*** Data shown Section Begins ***

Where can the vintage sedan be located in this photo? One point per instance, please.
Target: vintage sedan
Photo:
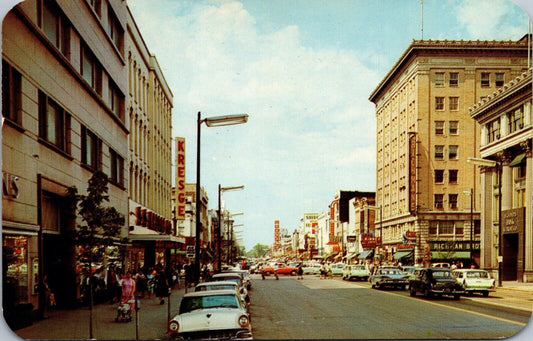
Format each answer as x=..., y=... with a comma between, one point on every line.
x=475, y=280
x=389, y=277
x=358, y=272
x=216, y=314
x=435, y=281
x=282, y=269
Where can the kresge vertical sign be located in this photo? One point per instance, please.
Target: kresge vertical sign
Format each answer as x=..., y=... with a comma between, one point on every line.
x=180, y=178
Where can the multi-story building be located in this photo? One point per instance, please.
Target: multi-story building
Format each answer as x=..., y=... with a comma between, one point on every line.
x=424, y=137
x=64, y=84
x=506, y=119
x=149, y=106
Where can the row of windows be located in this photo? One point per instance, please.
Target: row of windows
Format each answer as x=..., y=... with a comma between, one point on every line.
x=453, y=127
x=453, y=103
x=453, y=152
x=515, y=122
x=55, y=125
x=57, y=28
x=452, y=79
x=453, y=175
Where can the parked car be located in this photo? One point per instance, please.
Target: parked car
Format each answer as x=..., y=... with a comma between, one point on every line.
x=435, y=281
x=337, y=268
x=223, y=285
x=358, y=272
x=282, y=269
x=216, y=314
x=475, y=280
x=389, y=277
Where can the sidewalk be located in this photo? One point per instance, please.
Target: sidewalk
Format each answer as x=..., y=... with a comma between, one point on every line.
x=74, y=323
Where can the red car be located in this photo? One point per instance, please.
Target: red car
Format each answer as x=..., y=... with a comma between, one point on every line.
x=282, y=270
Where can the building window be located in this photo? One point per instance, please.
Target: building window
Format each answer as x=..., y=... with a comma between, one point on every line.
x=439, y=79
x=439, y=176
x=117, y=168
x=11, y=94
x=439, y=200
x=454, y=79
x=485, y=79
x=499, y=79
x=453, y=176
x=452, y=201
x=439, y=127
x=454, y=103
x=54, y=123
x=91, y=70
x=439, y=152
x=453, y=127
x=55, y=26
x=115, y=31
x=515, y=119
x=493, y=130
x=453, y=152
x=90, y=149
x=116, y=100
x=439, y=103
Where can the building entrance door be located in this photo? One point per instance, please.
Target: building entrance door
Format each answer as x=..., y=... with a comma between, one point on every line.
x=510, y=256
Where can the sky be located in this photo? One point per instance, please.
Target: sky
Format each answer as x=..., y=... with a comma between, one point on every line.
x=303, y=71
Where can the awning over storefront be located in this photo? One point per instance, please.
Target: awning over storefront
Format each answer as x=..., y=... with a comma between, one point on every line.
x=403, y=254
x=450, y=255
x=140, y=233
x=366, y=254
x=517, y=160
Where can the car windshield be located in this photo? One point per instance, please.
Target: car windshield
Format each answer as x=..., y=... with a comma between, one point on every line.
x=189, y=304
x=441, y=274
x=477, y=274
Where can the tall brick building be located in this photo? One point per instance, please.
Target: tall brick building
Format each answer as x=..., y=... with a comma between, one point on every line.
x=424, y=137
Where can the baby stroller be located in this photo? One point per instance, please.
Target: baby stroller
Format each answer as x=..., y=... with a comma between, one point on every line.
x=124, y=310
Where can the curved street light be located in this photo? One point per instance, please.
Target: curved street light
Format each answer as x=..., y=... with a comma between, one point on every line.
x=216, y=121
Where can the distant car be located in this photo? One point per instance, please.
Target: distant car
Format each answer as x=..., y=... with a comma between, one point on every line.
x=389, y=277
x=282, y=270
x=475, y=280
x=435, y=281
x=336, y=269
x=358, y=272
x=216, y=314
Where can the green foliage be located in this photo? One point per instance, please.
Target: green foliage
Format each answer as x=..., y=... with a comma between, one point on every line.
x=258, y=251
x=102, y=224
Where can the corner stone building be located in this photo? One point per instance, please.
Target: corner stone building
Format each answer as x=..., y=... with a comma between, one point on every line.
x=424, y=137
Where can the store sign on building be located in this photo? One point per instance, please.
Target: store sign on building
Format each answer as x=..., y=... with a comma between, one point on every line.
x=513, y=220
x=180, y=178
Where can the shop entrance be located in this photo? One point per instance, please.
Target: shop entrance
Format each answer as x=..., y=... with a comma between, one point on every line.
x=510, y=256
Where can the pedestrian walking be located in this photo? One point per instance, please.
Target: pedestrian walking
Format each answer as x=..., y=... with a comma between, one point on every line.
x=161, y=286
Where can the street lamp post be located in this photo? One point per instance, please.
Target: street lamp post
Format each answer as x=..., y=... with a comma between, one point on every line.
x=219, y=223
x=217, y=121
x=498, y=166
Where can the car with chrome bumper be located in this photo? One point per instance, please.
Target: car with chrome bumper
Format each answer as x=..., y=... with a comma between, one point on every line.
x=435, y=281
x=475, y=281
x=216, y=314
x=389, y=277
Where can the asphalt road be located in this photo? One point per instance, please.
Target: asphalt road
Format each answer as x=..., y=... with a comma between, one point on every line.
x=316, y=308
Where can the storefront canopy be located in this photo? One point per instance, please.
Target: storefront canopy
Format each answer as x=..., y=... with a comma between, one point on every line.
x=403, y=254
x=366, y=254
x=450, y=255
x=140, y=233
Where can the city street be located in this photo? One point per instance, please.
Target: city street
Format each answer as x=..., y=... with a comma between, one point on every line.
x=314, y=308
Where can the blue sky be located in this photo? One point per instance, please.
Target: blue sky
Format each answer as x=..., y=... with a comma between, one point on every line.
x=303, y=70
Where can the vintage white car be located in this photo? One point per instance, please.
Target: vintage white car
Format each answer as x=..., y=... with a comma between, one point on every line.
x=216, y=314
x=475, y=280
x=358, y=272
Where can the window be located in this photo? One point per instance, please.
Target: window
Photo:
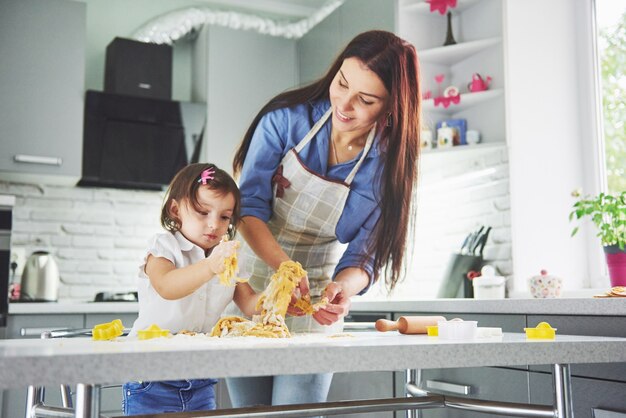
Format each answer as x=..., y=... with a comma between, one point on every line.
x=611, y=47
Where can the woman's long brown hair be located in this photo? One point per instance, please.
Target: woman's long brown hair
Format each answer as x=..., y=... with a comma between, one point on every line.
x=395, y=62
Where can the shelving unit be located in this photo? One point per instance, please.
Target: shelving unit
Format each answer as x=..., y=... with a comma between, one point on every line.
x=477, y=29
x=448, y=55
x=467, y=100
x=461, y=149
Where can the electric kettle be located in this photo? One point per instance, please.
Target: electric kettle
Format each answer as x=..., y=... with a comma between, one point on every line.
x=40, y=279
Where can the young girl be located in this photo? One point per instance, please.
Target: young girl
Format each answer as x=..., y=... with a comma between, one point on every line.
x=178, y=287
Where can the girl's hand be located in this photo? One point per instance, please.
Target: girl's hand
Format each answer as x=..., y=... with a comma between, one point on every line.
x=300, y=291
x=219, y=253
x=337, y=308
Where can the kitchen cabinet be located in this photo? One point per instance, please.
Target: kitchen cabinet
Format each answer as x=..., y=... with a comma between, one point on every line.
x=477, y=29
x=363, y=385
x=236, y=72
x=42, y=45
x=478, y=383
x=345, y=386
x=31, y=326
x=587, y=394
x=319, y=47
x=607, y=326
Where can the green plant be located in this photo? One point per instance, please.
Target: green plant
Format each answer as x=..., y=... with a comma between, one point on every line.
x=608, y=213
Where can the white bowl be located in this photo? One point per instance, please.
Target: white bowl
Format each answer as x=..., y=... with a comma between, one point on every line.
x=545, y=286
x=457, y=329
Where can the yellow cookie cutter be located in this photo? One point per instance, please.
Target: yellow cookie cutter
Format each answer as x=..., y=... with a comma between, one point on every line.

*** Data shown Section Ends ***

Task directions:
Would you give the data above again word for word, skipping any images?

Answer to this exercise:
Where can the vintage sedan be located in this photo? One point per instance, please.
Target: vintage sedan
Photo:
Format each answer as x=..., y=... with a comma between, one point on every line.
x=475, y=280
x=389, y=277
x=358, y=272
x=216, y=314
x=435, y=281
x=282, y=269
Where can the kresge vertical sign be located in this photo? One point per instance, please.
Target: kresge vertical sign
Format each answer as x=..., y=... with a comma between, one point on every line.
x=180, y=178
Where can the multi-story building be located in this photo? One point per instance, please.
Target: multi-story building
Format each answer as x=..., y=... with a comma between, one point on every line.
x=424, y=137
x=64, y=84
x=506, y=119
x=149, y=106
Where can the row of windows be located in this photo? One point per instance, please.
Target: row of windows
Format each answer as x=..., y=... with a comma between, one point on every line.
x=453, y=127
x=453, y=103
x=453, y=152
x=515, y=122
x=55, y=125
x=57, y=28
x=452, y=79
x=453, y=175
Where can the parked car be located in this photo? One point per instance, please.
Target: parked car
Format each answer as x=..., y=... with a comma between, one point on every line.
x=435, y=281
x=337, y=268
x=223, y=285
x=358, y=272
x=282, y=269
x=216, y=314
x=475, y=280
x=389, y=277
Where can the sidewalk be located in this photo? One point per instance, please.
Target: sidewalk
Format each answer as x=..., y=... with a comma between, one point on every line.
x=74, y=323
Where can the red car be located in this photo? One point per instance, please.
Target: red car
Format each answer as x=..., y=... with a comma between, one point on every line.
x=282, y=270
Where can the building window be located in this photo? One point per instance, please.
Target: building window
Format each answer as x=..., y=... with a comma between, one point on every line.
x=439, y=79
x=439, y=176
x=117, y=168
x=11, y=94
x=439, y=200
x=454, y=79
x=485, y=79
x=499, y=79
x=453, y=176
x=452, y=201
x=439, y=127
x=454, y=103
x=54, y=123
x=91, y=70
x=439, y=152
x=453, y=127
x=55, y=26
x=115, y=31
x=515, y=119
x=493, y=130
x=453, y=152
x=90, y=149
x=116, y=100
x=439, y=103
Where can the building entrance door be located in this photo? One point per instance, please.
Target: building entrance door
Format each answer as x=..., y=... with a comma between, one point on every line.
x=510, y=256
Where can the sky be located in this photo? One point per instance, please.
Target: sky
Format each answer as x=..., y=... with a comma between, one point on every line.
x=303, y=71
Where can the awning over storefront be located in this photo? One point per instance, please.
Target: awning over storefront
Format each answer as x=..., y=... with a comma between, one point on every line.
x=403, y=254
x=450, y=255
x=140, y=233
x=366, y=254
x=517, y=160
Where can the car windshield be located in this photo? One point per instance, please.
Target: car windshield
Format each answer as x=..., y=... with a comma between, one point on every line.
x=189, y=304
x=441, y=274
x=477, y=274
Where can the tall brick building be located in this photo? One point per instance, please.
Target: tall brick building
Format each answer as x=..., y=... with a comma between, one point on every line.
x=424, y=137
Where can the baby stroller be located in this photo? One point per instance, please.
Target: baby stroller
Format each answer as x=..., y=... with a comma between, one point on every line.
x=124, y=310
Where can the curved street light be located in this photo? One point per instance, please.
Target: curved street light
Format each answer as x=..., y=... with a comma between, one point on every line.
x=216, y=121
Where can the distant car be located in this photo? One point per instance, please.
Target: distant car
Format each answer as x=..., y=... with a comma between, one point on every line.
x=389, y=277
x=282, y=270
x=475, y=280
x=435, y=281
x=336, y=269
x=358, y=272
x=216, y=314
Where can the green foliage be located in this photo? One point per instance, please.
Target: green foliage
Format each answer as x=..., y=... with a comma between, one point on every line.
x=258, y=251
x=102, y=224
Where can the corner stone building be located in this photo? One point per instance, please.
Target: corner stone building
Format each answer as x=..., y=... with a comma between, one point on every line.
x=424, y=137
Where can the store sign on building be located in this photo? One point per instance, please.
Target: store sign on building
Format each answer as x=..., y=... with a comma between, one point on every line.
x=513, y=220
x=180, y=178
Where can the shop entrance be located in this photo? One point per instance, please.
Target: shop entrance
Format each answer as x=..., y=... with a comma between, one point on every line.
x=510, y=256
Where can the pedestrian walking be located in this photo? One point per instance, please.
Target: pedestrian walking
Format each answer as x=..., y=... with a comma between, one point on every line.
x=161, y=286
Where can the street lamp post be located in this photo? One point per instance, please.
Target: street lamp post
Format each answer as x=..., y=... with a comma between, one point on every line.
x=219, y=223
x=217, y=121
x=498, y=166
Where can the car with chrome bumper be located in this photo? One point per instance, please.
Target: car with chrome bumper
Format each answer as x=..., y=... with a comma between, one point on every line.
x=435, y=281
x=475, y=281
x=216, y=314
x=389, y=277
Where can the asphalt road be located in this photo? One point per instance, please.
Target: asphalt road
Format each answer as x=..., y=... with a comma between, one point on every line.
x=316, y=308
Where can the storefront canopy be located in this photo? One point per instance, please.
Target: storefront canopy
Format each answer as x=..., y=... with a comma between, one point on every line.
x=403, y=254
x=366, y=254
x=450, y=255
x=140, y=233
Where can the city street be located in this photo? One point per instance, please.
Target: city street
Format each answer as x=..., y=... with a comma between, one point on every line.
x=314, y=308
Where can the blue sky be located in this photo? One point per instance, please.
Target: blue sky
Format each answer as x=..., y=... with a comma between, one point on every line.
x=303, y=70
Where can the vintage white car be located in this photo? One point per instance, please.
Target: vintage white car
Format each answer as x=..., y=... with a comma between, one point on every line.
x=216, y=314
x=475, y=280
x=358, y=272
Where can the window be located in this photo? One point per instance, please.
Target: window
Photo:
Format each answer as x=..., y=... with a comma between, one point on every line.
x=611, y=47
Where can the woman's long brown hair be located in this photo? One point per instance, please.
Target: woman's long brown hair
Format each answer as x=..., y=... with a comma between, one point on every line.
x=395, y=62
Where can the shelving unit be located in this photo? One point per instance, please.
Target: shelving unit
Format each answer as x=..., y=... with a comma between, one point on every line.
x=477, y=29
x=448, y=55
x=467, y=100
x=461, y=149
Where can the electric kettle be located in this photo? One point per instance, please.
Target: electric kettle
Format each answer as x=..., y=... with a comma between, one point on every line.
x=40, y=279
Where can the young girl be located in this photo? One point per instance, please.
Target: young girl
Format each answer as x=..., y=... with a comma between, one point on every line.
x=178, y=287
Where can the girl's hand be located in this photo? One point per instance, please.
Target: girl's hand
Format each answer as x=..., y=... with a comma between, one point on every line.
x=300, y=291
x=219, y=253
x=337, y=308
Where can the kitchen cabinet be located in this photo? One point per instance, please.
Target: kitchen cabinet
Format each answer as x=..., y=... with a comma between, one point on every line.
x=477, y=29
x=363, y=385
x=236, y=72
x=42, y=45
x=478, y=383
x=345, y=386
x=31, y=326
x=587, y=394
x=319, y=47
x=607, y=326
Where can the green plant be located in this photo? One point per instance, please.
Target: green plant
Format each answer as x=..., y=... with a comma between, one point on every line.
x=608, y=213
Where can the white bowl be located in this photo? One point per instance, please.
Target: white bowl
Format each answer as x=..., y=... with a comma between, one point on every line.
x=545, y=286
x=457, y=329
Where can the yellow cookie cutter be located in this photo? One point per instance, please.
Target: yellow cookie cutter
Format each answer as x=..., y=... with a comma between, one point on every line.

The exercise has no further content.